§ **PASSAGE GIVEN**:
Returns: (Type: float) The calculated Number Count Metric.

extract_key_smash_features(self, pd.DataFrame df, str column_name)#

Extract key smash features from a given dataframe and column.

Examples Use this function like this:

import pandas as pd
key_smash = KeySmash()
df = pd.DataFrame({"text_column": ["abcdefgh", "ijklmnop", "qrstuvwxyz"]})
df = key_smash.extract_key_smash_features(df, "text_column", normalize=False)
print(df.head())

Parameters

df – (Type: DataFrame) Dataframe to extract key smash features from.
column_name – (Type: str) Name of the column in the dataframe that contains the text data to extract features from.
normalize – (bool, optional) Indicates whether to normalize the key smash feature columns. Default is True.

Returns

(Type: DataFrame) The input dataframe with additional columns for key smash features: ‘irregular_sequence_vowels’, ‘irregular_sequence_consonants’, ‘irregular_sequence_special_characters’, ‘number_count_metric’, ‘char_frequency_metric’

Public Members

char_sets#

Protected Functions

_normalize_column(self, pd.DataFrame df, str column)#

Normalize a given column in a dataframe.

Parameters

df – (Type: DataFrame) Dataframe to normalize the column in.
column – (Type: str) Name of the column to be normalized.

Returns

(Type: DataFrame) The input dataframe with the normalized column.

class PreProcessData#

This class presents a series of functions that help in data pre-processing.

As concatenate columns, replace abbreviation, and etc.

Examples - Use this class like this:

pre_process_data = hg.PreProcessData()
df = pre_process_data.pre_process_data(df, ['COLUMN_1', 'COLUMN_2'], concatened_column_name)
print(df)

§ **RAW DATA**:
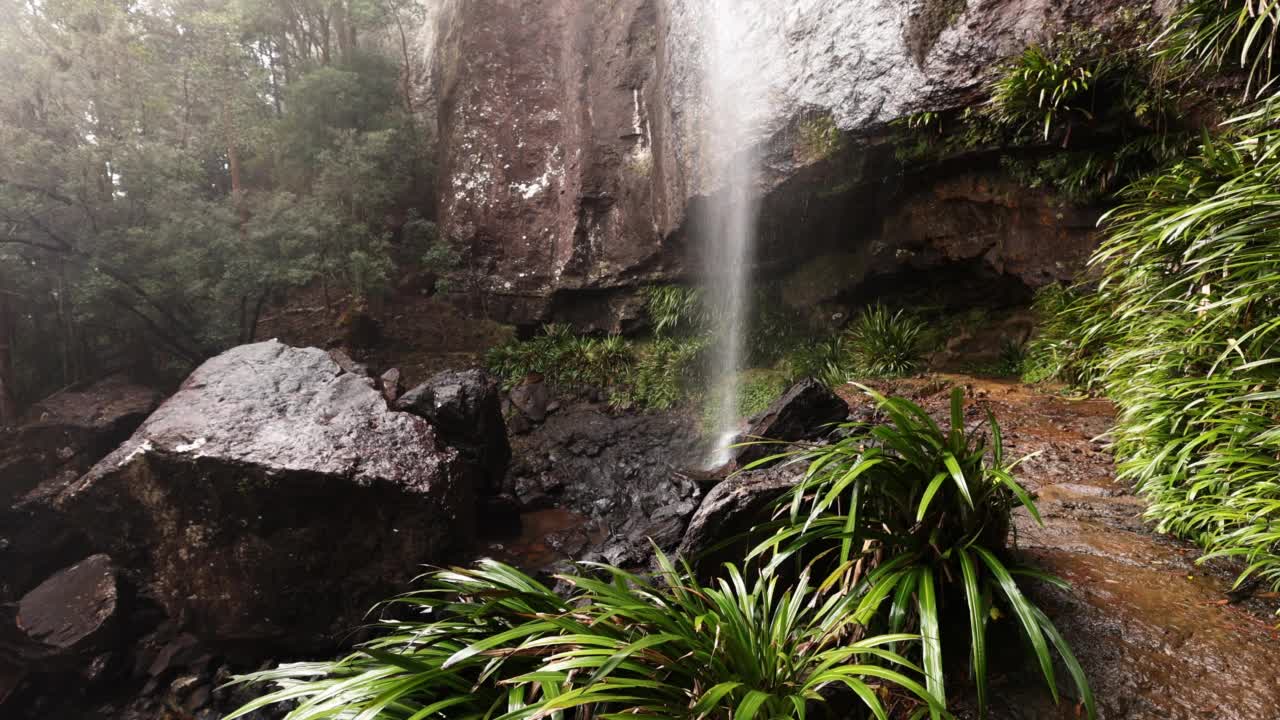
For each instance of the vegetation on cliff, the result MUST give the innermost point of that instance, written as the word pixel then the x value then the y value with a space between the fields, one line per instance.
pixel 1176 318
pixel 887 527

§ **PROBLEMS AND TASKS**:
[1] Decide whether each of these statements agrees with the documentation excerpt. Answer yes or no for each, and quote the words of the excerpt that decide it.
(a) The normalize parameter of extract_key_smash_features is True by default.
(b) The _normalize_column function is listed under Public Members.
(c) The PreProcessData class offers functions that help with data pre-processing.
[2] Output the part of the documentation excerpt starting with "Returns: (Type: float)" and going on through "print(df.head())", copied word for word.

§ **SOLUTIONS**:
[1]
(a) Yes: "Default is True."
(b) No: "Protected Functions"
(c) Yes: "This class presents a series of functions that help in data pre-processing."

[2]
Returns: (Type: float) The calculated Number Count Metric.

extract_key_smash_features(self, pd.DataFrame df, str column_name)#

Extract key smash features from a given dataframe and column.

Examples Use this function like this:

import pandas as pd
key_smash = KeySmash()
df = pd.DataFrame({"text_column": ["abcdefgh", "ijklmnop", "qrstuvwxyz"]})
df = key_smash.extract_key_smash_features(df, "text_column", normalize=False)
print(df.head())